#### [Activities]
A – Extract from the author profile the passage running from "SIDELIGHTS: After struggling" to "novel in 2001.", reproducing it word for word.
B – For each statement, say yes or no on whether the author profile supports it, and quote the deciding words: (i) Wray was born in Washington, DC. (ii) Oskar Voxlauer is a World War II deserter. (iii) The fictional town in the novel is drawn from the Austrian village where Wray's grandmother, mother, and uncle grew up.

#### [Page text]
★ ★ ★ ★ ★ ★ ★

Wray, John 1971-
WRAY, John 1971-
PERSONAL: Born 1971, in Washington, DC.
ADDRESSES: Home—Brooklyn, NY. Agent—c/o Author Mail, Knopf Publishing, 1745 Broadway, New York, NY 10019.
CAREER: Novelist.
AWARDS, HONORS: Whiting Writers' Award, Mrs. Giles Whiting Foundation, 2001, for The Right Hand of Sleep.
WRITINGS:
The Right Hand of Sleep, Alfred A. Knopf (New York, NY), 2001.
SIDELIGHTS: After struggling for years with an autobiographical coming-of-age first novel, John Wray shifted focus and plunged into creating a rich, emotionally complex historical novel. The Right Hand of Sleep follows Oskar Voxlauer, a World War I deserter who returns to his Austrian hometown in 1938 and falls in love just as the wave of Nazi facism prepares to engulf Europe. Wray was awarded a Whiting Writers' Award for his novel in 2001.
Although he set aside the purely autobiographical for a more historical slant, The Right Hand of Sleep is still rooted in Wray's family background. The fictional town in the book is drawn from the Austrian village where his grandmother, mother, and uncle grew up, and Voxlauer is inspired by a great uncle who was taken prisoner in World War I. In an interview on the Random House Web site Wray explained, "My novel's focus was on the damaging effect of history, which is essentially brutal, on those unable to ignore it."

★ ★ ★ ★ ★ ★ ★

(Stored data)
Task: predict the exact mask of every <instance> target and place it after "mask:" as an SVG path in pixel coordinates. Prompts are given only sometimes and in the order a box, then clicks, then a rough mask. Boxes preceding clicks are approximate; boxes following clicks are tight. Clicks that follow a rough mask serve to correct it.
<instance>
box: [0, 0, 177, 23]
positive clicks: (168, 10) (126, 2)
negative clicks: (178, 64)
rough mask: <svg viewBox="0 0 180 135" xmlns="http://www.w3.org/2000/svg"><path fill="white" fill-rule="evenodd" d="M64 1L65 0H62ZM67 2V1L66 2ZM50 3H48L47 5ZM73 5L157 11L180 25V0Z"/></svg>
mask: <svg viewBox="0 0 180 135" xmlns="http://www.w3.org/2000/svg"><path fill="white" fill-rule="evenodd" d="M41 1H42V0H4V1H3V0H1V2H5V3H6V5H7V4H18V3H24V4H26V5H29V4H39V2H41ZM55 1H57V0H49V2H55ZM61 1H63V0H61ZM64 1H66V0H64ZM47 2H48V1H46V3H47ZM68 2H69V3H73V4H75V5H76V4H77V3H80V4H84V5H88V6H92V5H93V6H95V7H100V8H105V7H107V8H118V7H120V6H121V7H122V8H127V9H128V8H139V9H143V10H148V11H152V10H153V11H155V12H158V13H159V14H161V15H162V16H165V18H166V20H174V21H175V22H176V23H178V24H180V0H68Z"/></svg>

★ ★ ★ ★ ★ ★ ★

#### [Your written answers]
A –
SIDELIGHTS: After struggling for years with an autobiographical coming-of-age first novel, John Wray shifted focus and plunged into creating a rich, emotionally complex historical novel. The Right Hand of Sleep follows Oskar Voxlauer, a World War I deserter who returns to his Austrian hometown in 1938 and falls in love just as the wave of Nazi facism prepares to engulf Europe. Wray was awarded a Whiting Writers' Award for his novel in 2001.

B –
(i) Yes: "Born 1971, in Washington, DC."
(ii) No: "a World War I deserter who returns to his Austrian hometown in 1938"
(iii) Yes: "The fictional town in the book is drawn from the Austrian village where his grandmother, mother, and uncle grew up"